(Collection entries)

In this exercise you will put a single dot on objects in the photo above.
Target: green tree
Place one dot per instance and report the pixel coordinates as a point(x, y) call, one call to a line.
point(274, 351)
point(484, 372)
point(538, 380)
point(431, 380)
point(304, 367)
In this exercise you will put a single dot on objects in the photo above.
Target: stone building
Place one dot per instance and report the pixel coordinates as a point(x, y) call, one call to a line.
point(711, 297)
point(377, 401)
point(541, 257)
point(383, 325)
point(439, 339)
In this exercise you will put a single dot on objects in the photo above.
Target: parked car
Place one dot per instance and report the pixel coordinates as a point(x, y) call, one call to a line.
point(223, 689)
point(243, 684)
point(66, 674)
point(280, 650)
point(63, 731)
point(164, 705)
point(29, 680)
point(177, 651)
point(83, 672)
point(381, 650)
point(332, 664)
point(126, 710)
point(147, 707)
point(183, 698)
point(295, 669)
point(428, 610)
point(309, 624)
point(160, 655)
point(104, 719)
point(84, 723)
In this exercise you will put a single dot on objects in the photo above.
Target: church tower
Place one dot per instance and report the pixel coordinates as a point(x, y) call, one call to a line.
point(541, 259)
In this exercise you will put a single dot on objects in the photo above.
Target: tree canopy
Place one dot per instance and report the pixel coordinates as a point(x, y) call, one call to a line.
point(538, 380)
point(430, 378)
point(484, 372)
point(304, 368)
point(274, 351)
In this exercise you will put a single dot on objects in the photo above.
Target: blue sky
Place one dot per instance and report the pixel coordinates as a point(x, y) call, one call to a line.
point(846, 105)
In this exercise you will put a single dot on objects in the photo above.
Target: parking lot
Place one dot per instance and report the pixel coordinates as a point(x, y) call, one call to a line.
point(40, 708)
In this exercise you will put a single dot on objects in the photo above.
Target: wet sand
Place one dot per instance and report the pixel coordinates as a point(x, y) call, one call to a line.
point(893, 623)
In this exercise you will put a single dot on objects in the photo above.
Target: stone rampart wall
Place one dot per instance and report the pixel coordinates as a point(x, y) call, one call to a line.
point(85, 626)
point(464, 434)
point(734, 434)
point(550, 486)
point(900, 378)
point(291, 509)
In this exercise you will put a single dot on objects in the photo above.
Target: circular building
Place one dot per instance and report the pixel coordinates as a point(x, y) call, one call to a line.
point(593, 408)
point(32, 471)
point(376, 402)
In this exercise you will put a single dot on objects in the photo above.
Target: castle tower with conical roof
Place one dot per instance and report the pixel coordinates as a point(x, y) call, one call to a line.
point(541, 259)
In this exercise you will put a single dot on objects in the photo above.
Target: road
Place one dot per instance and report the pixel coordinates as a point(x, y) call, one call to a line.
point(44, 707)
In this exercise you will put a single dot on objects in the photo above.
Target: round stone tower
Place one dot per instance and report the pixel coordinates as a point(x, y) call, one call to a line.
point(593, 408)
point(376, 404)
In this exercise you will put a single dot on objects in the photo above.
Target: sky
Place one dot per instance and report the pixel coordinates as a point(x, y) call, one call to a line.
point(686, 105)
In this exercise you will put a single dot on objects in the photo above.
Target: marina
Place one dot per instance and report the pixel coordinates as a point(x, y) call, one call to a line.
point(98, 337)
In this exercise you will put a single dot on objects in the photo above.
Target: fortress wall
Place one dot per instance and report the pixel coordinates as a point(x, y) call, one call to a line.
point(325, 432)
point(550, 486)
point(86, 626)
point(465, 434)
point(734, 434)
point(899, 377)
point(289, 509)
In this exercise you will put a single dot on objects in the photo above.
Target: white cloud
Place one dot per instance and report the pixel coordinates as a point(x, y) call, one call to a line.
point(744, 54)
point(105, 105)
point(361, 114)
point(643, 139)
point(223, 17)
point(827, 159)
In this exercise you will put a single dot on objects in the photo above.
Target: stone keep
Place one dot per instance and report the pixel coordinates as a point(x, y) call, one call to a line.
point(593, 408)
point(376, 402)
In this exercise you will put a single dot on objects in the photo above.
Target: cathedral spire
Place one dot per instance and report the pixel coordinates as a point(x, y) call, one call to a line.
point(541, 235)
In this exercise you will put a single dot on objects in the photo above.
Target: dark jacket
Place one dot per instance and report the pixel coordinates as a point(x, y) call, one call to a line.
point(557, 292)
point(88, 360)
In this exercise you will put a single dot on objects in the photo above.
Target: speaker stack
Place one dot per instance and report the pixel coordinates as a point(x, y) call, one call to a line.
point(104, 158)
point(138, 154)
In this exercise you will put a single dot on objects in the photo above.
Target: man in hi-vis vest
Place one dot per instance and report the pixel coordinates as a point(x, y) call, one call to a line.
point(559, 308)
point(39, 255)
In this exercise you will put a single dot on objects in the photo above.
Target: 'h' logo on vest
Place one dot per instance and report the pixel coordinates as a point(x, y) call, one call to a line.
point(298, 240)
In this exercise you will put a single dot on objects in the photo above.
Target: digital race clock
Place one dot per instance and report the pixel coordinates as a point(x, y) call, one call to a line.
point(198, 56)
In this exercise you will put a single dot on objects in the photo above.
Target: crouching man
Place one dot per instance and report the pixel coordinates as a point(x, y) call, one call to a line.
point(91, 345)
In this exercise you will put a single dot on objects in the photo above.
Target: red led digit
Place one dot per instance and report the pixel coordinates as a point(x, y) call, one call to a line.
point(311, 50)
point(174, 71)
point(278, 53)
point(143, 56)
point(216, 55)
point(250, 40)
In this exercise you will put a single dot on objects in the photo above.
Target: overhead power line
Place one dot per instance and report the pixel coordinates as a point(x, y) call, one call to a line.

THE REQUEST —
Copy everything from the start of the data down through the line containing "point(304, 367)", swapping "green tree" for "leafy tree" and leaving the rest unchanged.

THE ANSWER —
In this exercise you will put a single dot on objects in the photo above.
Target: leafy tree
Place one dot per instance and report the pixel coordinates as a point(x, y) call, one call to a line.
point(274, 351)
point(484, 372)
point(538, 380)
point(431, 380)
point(304, 367)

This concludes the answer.